#### [Short exercise]
Write out every one of the rows below word for word, and leave the pictures out.

::: Data provided

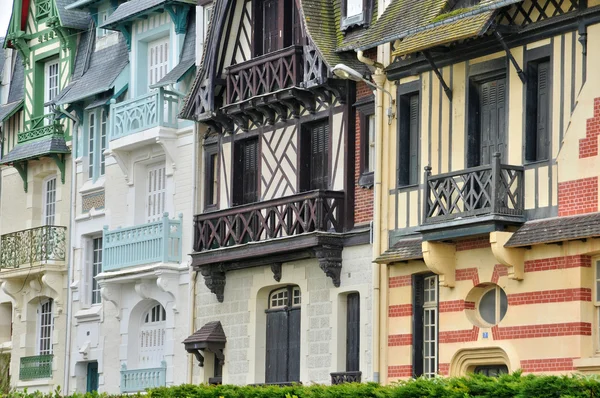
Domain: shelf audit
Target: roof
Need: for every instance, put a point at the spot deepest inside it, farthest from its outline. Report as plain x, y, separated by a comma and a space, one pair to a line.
557, 229
35, 149
100, 73
212, 332
403, 250
133, 8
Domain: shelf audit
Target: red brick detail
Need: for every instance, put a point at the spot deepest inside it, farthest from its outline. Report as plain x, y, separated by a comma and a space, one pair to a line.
588, 146
547, 365
400, 281
546, 330
474, 243
550, 296
397, 311
466, 274
578, 197
400, 371
459, 336
444, 369
452, 306
548, 264
499, 270
363, 198
395, 340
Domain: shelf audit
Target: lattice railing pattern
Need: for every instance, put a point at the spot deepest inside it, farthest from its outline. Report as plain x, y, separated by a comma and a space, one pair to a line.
155, 242
33, 246
262, 221
157, 108
37, 367
495, 189
265, 74
346, 377
138, 380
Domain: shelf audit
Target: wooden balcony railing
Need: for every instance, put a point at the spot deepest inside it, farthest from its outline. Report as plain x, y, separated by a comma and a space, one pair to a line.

::::::

#### [Task result]
Domain: shelf audit
Target: roof
Need: for every instance, put a point at the spot deepest inside it, farthest from its outline. Report as plain x, y, separated by a comma and a space, one pair to a line.
557, 229
35, 149
100, 73
212, 332
403, 250
133, 8
Domain: shelf audit
Target: red brick detail
Need: for every instance, put a point at the spot deepest inside it, farthest from its outline. Report as plain x, y, separated by a comma and a space, one pair to a line.
588, 146
547, 365
400, 281
546, 330
474, 243
550, 296
397, 311
466, 274
578, 197
400, 371
459, 336
444, 369
452, 306
548, 264
499, 270
363, 198
395, 340
Domain: shelf audit
Target: lattice railing pattern
Need: for every instance, put a point at the spot deepest inside it, farthest from its outline. Report as plain x, y, separated by a comma and a space, one pair to a line.
155, 242
33, 246
262, 221
157, 108
37, 367
495, 189
265, 74
346, 377
138, 380
Domain: shelf audit
Target: wooden balcony railing
Need: for every instance, put a point at the spot deepest inside it, farthest from its outline. Report as plain x, y, separated by a comma and a space, one pair to a line.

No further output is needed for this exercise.